Aim =
Write what comes next in the page below about tracking machine learning training runs, starting right after its last line.

Page excerpt =
-*-
Tracking Machine Learning Training Runs

Preview

  • This feature is in Public Preview.
  • The R API is not supported in the Public Preview, but is under development.

An MLflow run is a collection of source properties, parameters, metrics, tags, and artifacts related to training a machine learning model. Each run records the following information:

  • Source: Name of the notebook that launched the run or the project name and entry point for the run.
  • Version: Notebook revision if run from a notebook or Git commit hash if run from an MLflow Project.
  • Start & end time: Start and end time of the run.
  • Parameters: Key-value model parameters. Both keys and values are strings.
  • Tags: Key-value run metadata that can be updated during and after a run completes. Both keys and values are strings.
-*-
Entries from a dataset

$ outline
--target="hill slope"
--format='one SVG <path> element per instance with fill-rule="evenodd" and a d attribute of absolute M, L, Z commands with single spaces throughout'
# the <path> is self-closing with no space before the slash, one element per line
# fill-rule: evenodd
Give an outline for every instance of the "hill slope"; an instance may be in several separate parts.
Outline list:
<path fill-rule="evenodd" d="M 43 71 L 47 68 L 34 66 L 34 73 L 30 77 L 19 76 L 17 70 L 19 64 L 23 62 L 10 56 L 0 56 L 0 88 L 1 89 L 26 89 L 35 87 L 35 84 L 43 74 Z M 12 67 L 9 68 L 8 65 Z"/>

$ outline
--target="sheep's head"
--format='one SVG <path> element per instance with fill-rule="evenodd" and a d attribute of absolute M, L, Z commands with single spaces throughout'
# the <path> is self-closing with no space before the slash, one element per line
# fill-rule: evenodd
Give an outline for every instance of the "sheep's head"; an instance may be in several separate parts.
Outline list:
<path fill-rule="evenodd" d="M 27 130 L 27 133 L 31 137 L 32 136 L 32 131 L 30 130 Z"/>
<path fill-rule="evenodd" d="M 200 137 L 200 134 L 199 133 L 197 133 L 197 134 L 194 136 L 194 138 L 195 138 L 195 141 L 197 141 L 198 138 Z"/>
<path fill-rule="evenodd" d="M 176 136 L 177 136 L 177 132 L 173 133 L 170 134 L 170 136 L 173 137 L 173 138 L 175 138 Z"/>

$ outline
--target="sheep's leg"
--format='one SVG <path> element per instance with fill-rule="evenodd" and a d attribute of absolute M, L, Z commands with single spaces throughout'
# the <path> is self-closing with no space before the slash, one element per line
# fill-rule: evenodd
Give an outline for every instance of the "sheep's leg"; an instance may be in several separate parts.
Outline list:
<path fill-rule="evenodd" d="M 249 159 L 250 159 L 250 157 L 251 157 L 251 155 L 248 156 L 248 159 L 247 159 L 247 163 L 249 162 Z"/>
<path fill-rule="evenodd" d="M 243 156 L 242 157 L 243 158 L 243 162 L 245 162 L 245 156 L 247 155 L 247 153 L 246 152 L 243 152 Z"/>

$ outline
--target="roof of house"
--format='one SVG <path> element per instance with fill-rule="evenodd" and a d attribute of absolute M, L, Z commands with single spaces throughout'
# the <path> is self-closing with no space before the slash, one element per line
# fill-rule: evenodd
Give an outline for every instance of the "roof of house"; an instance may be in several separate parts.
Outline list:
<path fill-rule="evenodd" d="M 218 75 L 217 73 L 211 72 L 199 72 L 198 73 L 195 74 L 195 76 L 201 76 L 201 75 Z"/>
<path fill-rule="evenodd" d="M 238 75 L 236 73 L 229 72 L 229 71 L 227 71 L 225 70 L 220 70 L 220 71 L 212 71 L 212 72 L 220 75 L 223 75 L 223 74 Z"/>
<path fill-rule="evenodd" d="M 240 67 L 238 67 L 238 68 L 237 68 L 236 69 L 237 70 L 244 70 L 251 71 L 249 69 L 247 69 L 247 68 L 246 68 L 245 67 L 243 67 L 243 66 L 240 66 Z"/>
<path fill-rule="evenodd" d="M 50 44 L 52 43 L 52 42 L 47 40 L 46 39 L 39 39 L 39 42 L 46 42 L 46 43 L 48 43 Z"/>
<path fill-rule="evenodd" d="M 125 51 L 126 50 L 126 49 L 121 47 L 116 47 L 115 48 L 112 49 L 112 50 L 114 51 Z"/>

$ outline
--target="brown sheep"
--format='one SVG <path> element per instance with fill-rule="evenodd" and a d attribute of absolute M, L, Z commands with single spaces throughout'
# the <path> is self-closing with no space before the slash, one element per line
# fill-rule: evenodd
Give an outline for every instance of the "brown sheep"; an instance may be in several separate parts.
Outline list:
-*-
Solved problem =
  • Metrics: Key-value model evaluation metrics.The value is numeric. Each metric can be updated throughout the course of the run (for example, to track how your model’s loss function is converging), and MLflow records and lets you visualize the metric’s history.
  • Artifacts: Output files in any format. For example, you can record images, models (for example, a pickled scikit-learn model), and data files (for example, a Parquet file) as an artifact.

You start runs and record parameters, metrics, tags, and artifacts using the MLflow Tracking API.

An MLflow experiment is the primary unit of organization and access control for runs – all MLflow runs belong to an experiment. Each experiment lets you visualize, search, and compare runs, as well as download run artifacts or metadata for analysis in other tools. The experiment UI lets you perform the following key tasks:

  • List and compare runs
  • Search for runs by parameter or metric value
  • Visualize run metrics
  • Download run results

Requirements

Tracking using hosted MLflow requires Databricks Runtime >= 5.0, MLflow >= 0.8.2, and is supported in Python and Java.

Experiments

Experiments are located in the Workspace file tree.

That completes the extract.